Work request: The lines of the records that include "below" should all be copied.
====== Dataset records
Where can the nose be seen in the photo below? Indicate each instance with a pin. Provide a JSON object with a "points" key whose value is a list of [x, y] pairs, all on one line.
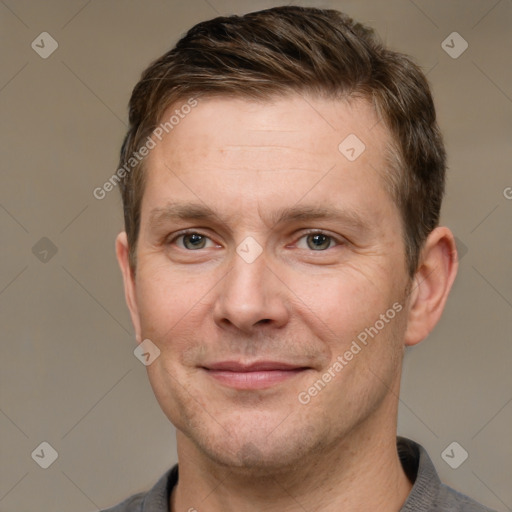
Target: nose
{"points": [[251, 297]]}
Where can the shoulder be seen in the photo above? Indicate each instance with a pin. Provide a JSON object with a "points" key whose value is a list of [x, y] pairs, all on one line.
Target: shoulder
{"points": [[156, 499], [428, 493], [449, 499]]}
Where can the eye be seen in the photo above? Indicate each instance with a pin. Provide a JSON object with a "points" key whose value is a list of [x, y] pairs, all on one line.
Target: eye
{"points": [[192, 241], [318, 241]]}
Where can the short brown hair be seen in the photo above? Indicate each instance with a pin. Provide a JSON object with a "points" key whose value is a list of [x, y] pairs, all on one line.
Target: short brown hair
{"points": [[306, 50]]}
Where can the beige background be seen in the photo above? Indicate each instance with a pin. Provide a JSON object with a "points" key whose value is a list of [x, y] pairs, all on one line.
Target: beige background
{"points": [[68, 373]]}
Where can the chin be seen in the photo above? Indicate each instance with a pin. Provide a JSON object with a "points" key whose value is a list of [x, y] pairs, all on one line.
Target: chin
{"points": [[259, 453]]}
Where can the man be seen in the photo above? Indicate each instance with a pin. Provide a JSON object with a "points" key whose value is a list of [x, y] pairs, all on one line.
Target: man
{"points": [[282, 178]]}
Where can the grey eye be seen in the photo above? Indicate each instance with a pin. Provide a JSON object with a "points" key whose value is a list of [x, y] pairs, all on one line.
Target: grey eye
{"points": [[194, 241], [318, 241]]}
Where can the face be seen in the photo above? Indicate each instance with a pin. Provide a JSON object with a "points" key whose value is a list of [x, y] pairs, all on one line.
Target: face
{"points": [[271, 275]]}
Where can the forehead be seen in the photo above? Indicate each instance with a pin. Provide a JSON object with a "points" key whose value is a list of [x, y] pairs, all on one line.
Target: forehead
{"points": [[235, 148]]}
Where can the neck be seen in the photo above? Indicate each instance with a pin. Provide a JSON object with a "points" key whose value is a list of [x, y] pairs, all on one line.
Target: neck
{"points": [[361, 472]]}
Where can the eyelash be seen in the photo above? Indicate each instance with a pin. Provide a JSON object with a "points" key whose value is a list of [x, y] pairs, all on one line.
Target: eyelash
{"points": [[310, 232]]}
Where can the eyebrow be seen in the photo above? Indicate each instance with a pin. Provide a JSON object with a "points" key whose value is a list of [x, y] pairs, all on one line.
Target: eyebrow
{"points": [[196, 211]]}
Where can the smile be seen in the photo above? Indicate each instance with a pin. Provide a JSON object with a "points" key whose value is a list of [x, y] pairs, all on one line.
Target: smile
{"points": [[259, 375]]}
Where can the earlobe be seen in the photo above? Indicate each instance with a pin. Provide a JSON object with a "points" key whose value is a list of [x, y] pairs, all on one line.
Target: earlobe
{"points": [[122, 253], [432, 283]]}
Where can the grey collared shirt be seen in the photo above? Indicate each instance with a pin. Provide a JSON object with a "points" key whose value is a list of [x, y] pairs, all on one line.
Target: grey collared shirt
{"points": [[427, 495]]}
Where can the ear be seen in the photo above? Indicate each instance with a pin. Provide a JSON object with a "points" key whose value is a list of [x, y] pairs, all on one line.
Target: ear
{"points": [[432, 283], [122, 253]]}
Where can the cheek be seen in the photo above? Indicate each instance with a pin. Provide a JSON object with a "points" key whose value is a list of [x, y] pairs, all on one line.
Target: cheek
{"points": [[342, 303]]}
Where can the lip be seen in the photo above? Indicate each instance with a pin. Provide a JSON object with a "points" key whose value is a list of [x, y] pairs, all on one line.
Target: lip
{"points": [[256, 375]]}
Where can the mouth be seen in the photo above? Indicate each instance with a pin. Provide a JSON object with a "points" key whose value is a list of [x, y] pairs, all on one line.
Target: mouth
{"points": [[258, 375]]}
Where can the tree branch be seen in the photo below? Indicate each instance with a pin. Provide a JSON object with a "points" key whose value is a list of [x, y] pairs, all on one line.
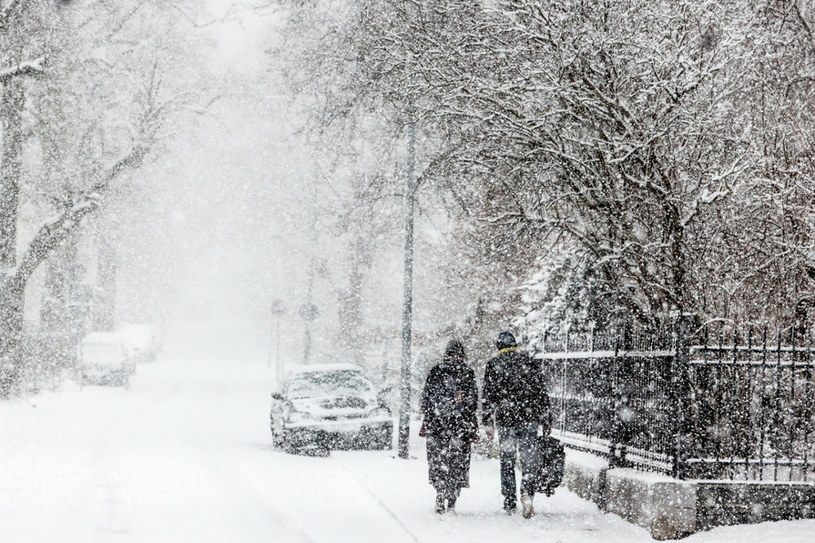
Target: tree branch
{"points": [[32, 67]]}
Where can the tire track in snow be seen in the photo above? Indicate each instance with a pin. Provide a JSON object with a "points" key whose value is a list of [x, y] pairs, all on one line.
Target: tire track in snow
{"points": [[379, 502]]}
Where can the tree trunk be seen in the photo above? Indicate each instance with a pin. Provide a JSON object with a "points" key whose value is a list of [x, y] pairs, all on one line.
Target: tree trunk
{"points": [[12, 293], [12, 297]]}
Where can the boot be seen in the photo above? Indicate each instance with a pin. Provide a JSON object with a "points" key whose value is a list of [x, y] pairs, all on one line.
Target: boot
{"points": [[440, 503], [451, 504], [527, 509]]}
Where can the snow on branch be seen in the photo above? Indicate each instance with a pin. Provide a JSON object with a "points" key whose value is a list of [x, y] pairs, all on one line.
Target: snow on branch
{"points": [[32, 67], [55, 230]]}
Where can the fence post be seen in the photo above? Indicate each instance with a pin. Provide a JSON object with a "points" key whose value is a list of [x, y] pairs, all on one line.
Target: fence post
{"points": [[680, 380]]}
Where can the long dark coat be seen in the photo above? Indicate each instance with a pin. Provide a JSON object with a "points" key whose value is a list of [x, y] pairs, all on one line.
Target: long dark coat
{"points": [[514, 390], [449, 404]]}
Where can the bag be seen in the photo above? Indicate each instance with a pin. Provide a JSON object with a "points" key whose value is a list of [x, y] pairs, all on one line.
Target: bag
{"points": [[550, 465]]}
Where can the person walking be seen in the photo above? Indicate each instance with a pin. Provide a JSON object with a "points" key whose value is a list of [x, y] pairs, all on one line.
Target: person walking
{"points": [[515, 399], [450, 424]]}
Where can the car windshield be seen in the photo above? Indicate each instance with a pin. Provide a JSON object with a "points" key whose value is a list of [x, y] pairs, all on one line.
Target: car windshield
{"points": [[311, 384]]}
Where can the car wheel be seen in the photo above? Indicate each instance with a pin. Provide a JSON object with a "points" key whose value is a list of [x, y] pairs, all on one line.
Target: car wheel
{"points": [[277, 439]]}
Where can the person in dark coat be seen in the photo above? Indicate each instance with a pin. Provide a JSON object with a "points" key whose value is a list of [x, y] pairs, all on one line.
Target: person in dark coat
{"points": [[450, 424], [515, 400]]}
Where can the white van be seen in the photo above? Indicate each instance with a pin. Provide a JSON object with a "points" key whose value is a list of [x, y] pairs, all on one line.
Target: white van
{"points": [[104, 360]]}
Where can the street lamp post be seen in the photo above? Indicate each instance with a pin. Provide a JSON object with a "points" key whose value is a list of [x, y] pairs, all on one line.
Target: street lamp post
{"points": [[407, 304]]}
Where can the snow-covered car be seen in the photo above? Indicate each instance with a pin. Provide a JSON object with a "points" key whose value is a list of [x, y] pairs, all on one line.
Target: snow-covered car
{"points": [[330, 406], [142, 341], [104, 360]]}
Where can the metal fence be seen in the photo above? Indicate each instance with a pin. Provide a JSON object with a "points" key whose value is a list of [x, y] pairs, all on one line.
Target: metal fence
{"points": [[717, 403]]}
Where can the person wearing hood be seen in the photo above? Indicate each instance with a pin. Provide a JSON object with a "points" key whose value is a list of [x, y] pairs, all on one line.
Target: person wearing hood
{"points": [[516, 401], [450, 424]]}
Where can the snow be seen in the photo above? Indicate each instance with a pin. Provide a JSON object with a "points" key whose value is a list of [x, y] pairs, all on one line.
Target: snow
{"points": [[186, 455]]}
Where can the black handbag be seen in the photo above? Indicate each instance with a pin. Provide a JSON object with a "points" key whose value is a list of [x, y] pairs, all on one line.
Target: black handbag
{"points": [[551, 461]]}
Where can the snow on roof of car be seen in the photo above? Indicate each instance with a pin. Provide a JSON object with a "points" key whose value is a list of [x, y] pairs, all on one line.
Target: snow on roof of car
{"points": [[102, 337], [307, 368]]}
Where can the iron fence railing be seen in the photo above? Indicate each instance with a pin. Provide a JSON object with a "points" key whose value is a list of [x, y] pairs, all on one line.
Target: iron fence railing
{"points": [[714, 404]]}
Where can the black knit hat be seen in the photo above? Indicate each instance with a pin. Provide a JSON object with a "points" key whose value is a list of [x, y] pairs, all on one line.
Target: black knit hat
{"points": [[505, 340], [454, 352]]}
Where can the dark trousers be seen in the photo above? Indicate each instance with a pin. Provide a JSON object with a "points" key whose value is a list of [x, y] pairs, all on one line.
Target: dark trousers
{"points": [[518, 442], [448, 464]]}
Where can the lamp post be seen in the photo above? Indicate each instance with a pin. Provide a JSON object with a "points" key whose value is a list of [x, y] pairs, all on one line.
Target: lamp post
{"points": [[276, 311], [407, 303]]}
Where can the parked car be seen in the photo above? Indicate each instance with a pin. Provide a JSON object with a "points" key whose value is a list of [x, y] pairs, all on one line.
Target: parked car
{"points": [[104, 360], [330, 406], [142, 341]]}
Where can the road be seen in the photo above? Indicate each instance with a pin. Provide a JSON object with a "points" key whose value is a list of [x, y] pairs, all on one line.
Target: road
{"points": [[185, 455]]}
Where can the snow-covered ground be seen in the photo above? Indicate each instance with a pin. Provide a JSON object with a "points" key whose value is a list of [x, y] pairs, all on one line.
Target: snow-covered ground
{"points": [[185, 455]]}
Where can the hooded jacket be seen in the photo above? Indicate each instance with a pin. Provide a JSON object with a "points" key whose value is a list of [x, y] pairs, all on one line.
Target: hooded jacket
{"points": [[450, 397], [514, 390]]}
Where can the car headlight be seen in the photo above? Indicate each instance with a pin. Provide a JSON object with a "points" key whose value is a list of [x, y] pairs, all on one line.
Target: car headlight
{"points": [[381, 412]]}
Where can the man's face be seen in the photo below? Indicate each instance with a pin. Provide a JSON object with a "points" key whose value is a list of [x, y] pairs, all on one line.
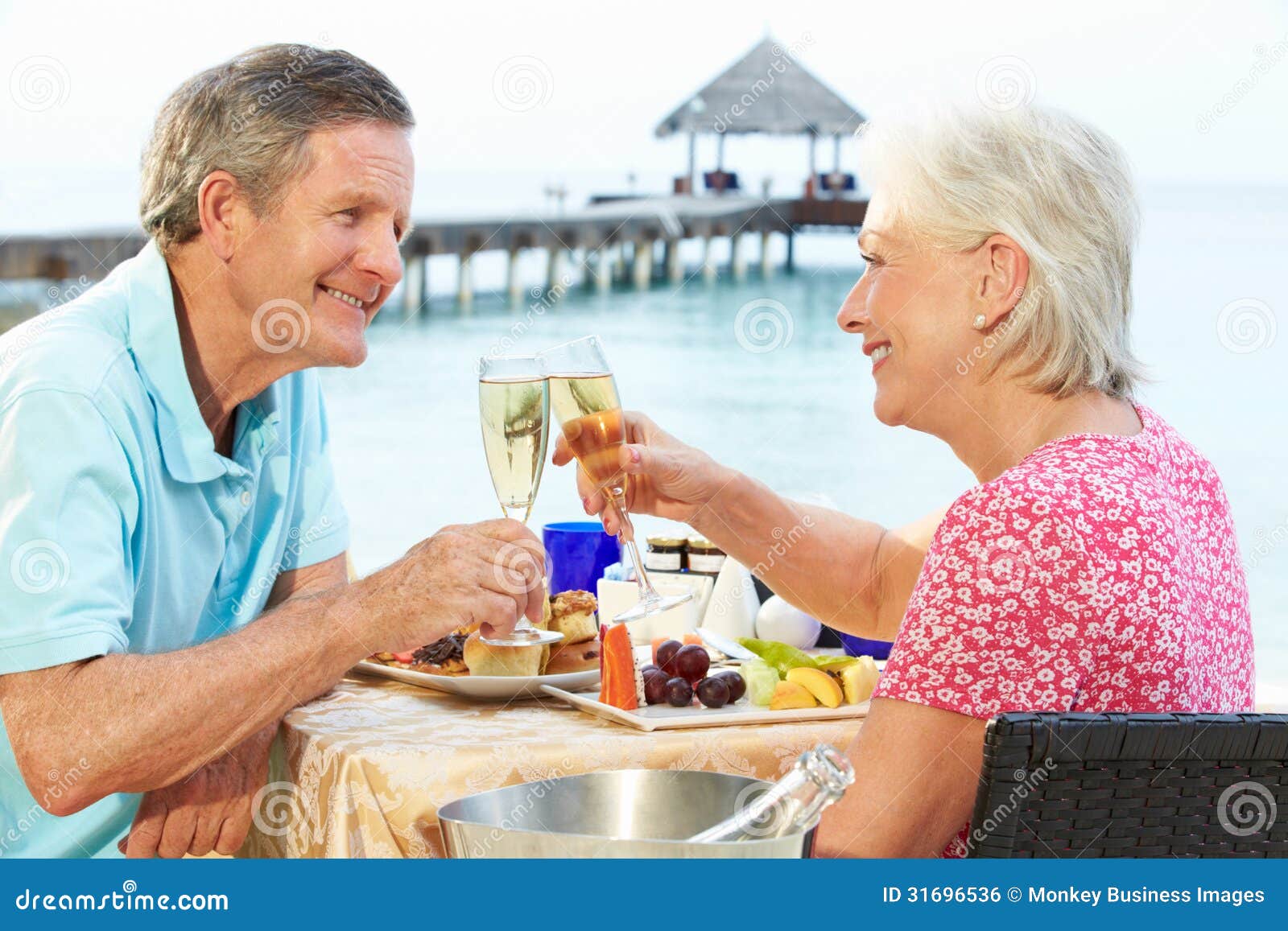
============
Output:
Where can the nose be seen in the photo below? Indicate each instance with a pin. Provide a JSON object with a "points" key whose value is a list of [x, y] pairs, all on one line.
Where can the tree branch be seen in the photo below? Indicate each instance with a pin. Provide a JSON object with a "points" key whose value is a list of [x, y] pairs, all on one line.
Where can the man's face be seen in the photo below? Indicate each instance with a pin. Provide a JSON object with a "points" key whose value is a list of [x, y] pairs, all on one line.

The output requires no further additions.